Outline records:
## Start

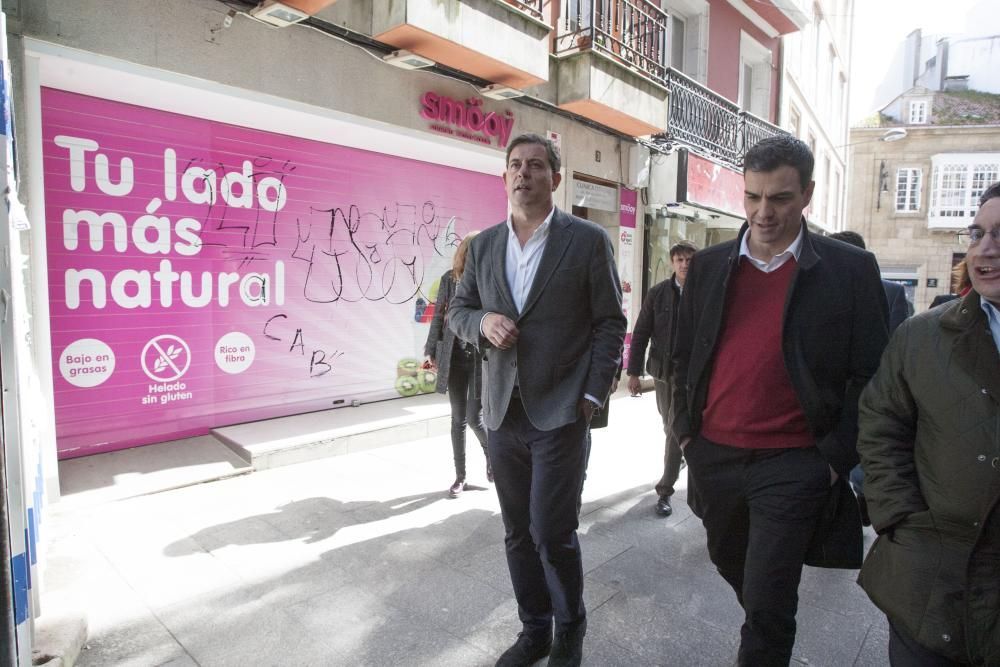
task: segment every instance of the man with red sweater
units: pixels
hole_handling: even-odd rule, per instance
[[[691,261],[674,344],[688,504],[746,617],[738,664],[787,665],[803,564],[861,565],[858,396],[888,340],[875,257],[813,234],[813,156],[788,135],[744,158],[747,222]]]

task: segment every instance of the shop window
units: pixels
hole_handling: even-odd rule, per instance
[[[923,171],[906,167],[896,170],[896,212],[916,213],[920,210],[920,186]]]
[[[976,215],[983,191],[1000,180],[1000,153],[935,155],[931,162],[928,226],[967,226]]]
[[[910,125],[925,125],[927,123],[927,100],[910,102]]]

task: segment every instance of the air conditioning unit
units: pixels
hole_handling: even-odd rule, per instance
[[[628,147],[628,186],[633,190],[649,184],[649,149],[639,144]]]

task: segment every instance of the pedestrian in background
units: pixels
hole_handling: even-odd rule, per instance
[[[483,407],[480,399],[482,385],[482,367],[479,363],[479,350],[473,343],[456,338],[455,332],[448,326],[448,309],[455,288],[462,280],[465,270],[465,258],[469,252],[469,244],[478,232],[469,232],[462,239],[452,268],[441,276],[438,284],[437,301],[434,306],[434,319],[431,320],[430,331],[427,332],[427,343],[424,345],[426,365],[437,369],[437,392],[448,394],[451,402],[451,450],[455,459],[455,482],[448,489],[448,495],[458,497],[465,490],[465,429],[472,433],[483,448],[486,457],[486,480],[493,482],[493,468],[490,466],[489,452],[486,451],[486,429],[483,424]]]
[[[961,234],[971,290],[907,320],[861,395],[889,662],[1000,665],[1000,183]]]
[[[850,243],[852,246],[861,248],[862,250],[866,249],[864,237],[857,232],[837,232],[836,234],[830,234],[830,238]],[[906,299],[906,290],[899,283],[894,283],[891,280],[883,278],[882,288],[885,290],[885,298],[889,302],[889,335],[892,336],[892,332],[896,330],[896,327],[913,314],[912,306],[910,306],[910,302]],[[854,466],[854,469],[851,470],[850,479],[851,488],[854,489],[854,493],[858,497],[858,508],[861,510],[861,525],[870,526],[872,525],[872,521],[868,516],[868,500],[865,498],[864,471],[860,464]]]
[[[674,495],[674,484],[680,475],[681,454],[680,445],[674,435],[671,424],[673,411],[670,399],[673,389],[670,375],[673,372],[673,362],[670,359],[673,351],[674,336],[677,332],[677,310],[681,302],[681,292],[684,281],[687,280],[691,257],[698,248],[690,241],[681,241],[670,248],[670,264],[674,269],[672,276],[662,280],[649,289],[642,301],[639,317],[632,331],[632,347],[628,360],[628,390],[633,396],[642,395],[640,376],[645,370],[653,376],[653,388],[656,391],[656,409],[660,412],[663,422],[663,475],[656,483],[656,513],[659,516],[670,516],[673,507],[670,497]],[[646,361],[646,346],[649,346],[649,361]]]

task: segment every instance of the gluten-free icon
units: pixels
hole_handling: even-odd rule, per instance
[[[142,348],[142,370],[154,382],[172,382],[191,365],[191,350],[177,336],[164,334]]]

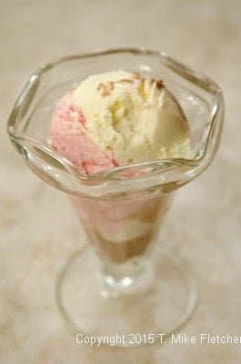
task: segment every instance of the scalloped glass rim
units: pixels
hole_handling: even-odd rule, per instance
[[[136,55],[147,55],[155,57],[160,57],[160,60],[165,64],[165,66],[214,96],[213,105],[209,110],[208,117],[206,118],[206,128],[203,133],[202,140],[199,144],[199,148],[192,159],[167,158],[152,160],[150,162],[136,163],[123,167],[108,168],[90,176],[85,176],[82,175],[80,171],[63,156],[46,147],[43,147],[43,145],[41,145],[41,143],[35,139],[25,136],[24,135],[18,133],[17,122],[19,117],[25,114],[25,108],[31,104],[31,100],[35,96],[43,74],[48,72],[55,66],[67,61],[117,53],[132,53]],[[25,104],[26,100],[27,103]],[[36,69],[30,76],[27,84],[24,87],[21,95],[15,102],[14,109],[8,119],[7,131],[15,147],[16,147],[17,150],[26,158],[28,147],[42,150],[44,154],[47,155],[51,158],[55,159],[55,161],[57,161],[60,165],[63,165],[65,169],[70,172],[74,178],[78,179],[78,183],[82,182],[83,184],[87,184],[88,187],[101,187],[104,185],[109,185],[111,182],[115,180],[118,181],[119,184],[123,184],[125,181],[128,182],[128,187],[125,184],[126,188],[132,189],[136,188],[138,186],[137,181],[140,181],[140,179],[145,179],[146,182],[146,177],[149,178],[150,182],[146,184],[146,187],[154,186],[155,184],[159,185],[162,183],[160,177],[164,172],[166,172],[166,172],[169,173],[169,178],[166,178],[164,183],[175,181],[176,182],[176,187],[177,187],[198,176],[211,163],[219,144],[223,120],[224,100],[222,91],[213,80],[206,77],[201,72],[195,71],[182,63],[176,61],[164,52],[147,50],[144,47],[116,48],[98,50],[83,55],[74,55],[61,57]],[[128,173],[130,171],[137,170],[141,170],[144,173],[135,173],[133,175]],[[36,171],[35,172],[36,173]],[[180,174],[182,175],[182,177],[180,177]],[[177,175],[178,177],[176,177]],[[132,184],[133,186],[131,186]],[[66,188],[59,188],[67,190]]]

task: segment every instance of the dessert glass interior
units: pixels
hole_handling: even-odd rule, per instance
[[[51,149],[56,103],[89,75],[116,69],[164,80],[188,121],[189,159],[151,160],[84,176]],[[220,88],[162,52],[113,49],[67,56],[30,76],[8,133],[27,166],[67,193],[91,243],[67,260],[56,283],[59,308],[75,333],[115,337],[116,346],[146,345],[188,319],[196,301],[195,276],[158,237],[174,191],[211,163],[223,119]]]

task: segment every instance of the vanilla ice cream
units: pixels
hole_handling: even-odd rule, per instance
[[[122,70],[90,76],[64,96],[50,134],[51,147],[85,175],[190,153],[186,119],[162,80]],[[105,258],[136,263],[154,241],[170,197],[72,201]]]
[[[122,70],[90,76],[63,97],[51,145],[86,174],[190,152],[186,117],[163,82]]]

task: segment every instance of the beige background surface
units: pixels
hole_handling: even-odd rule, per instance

## End

## Exercise task:
Pick out and copy each line of the material above that contains the string "every". Case counts.

## Worked solution:
task: segment every instance of the man with red sweater
task: segment every instance of the shop window
task: segment every instance of the air conditioning unit
task: segment every instance of the pedestrian in background
task: segment every instance of the gluten-free icon
task: segment every instance of the scalloped glass rim
task: segment every instance of the dessert glass interior
task: segment every instance of the vanilla ice cream
task: segment every instance of the beige background surface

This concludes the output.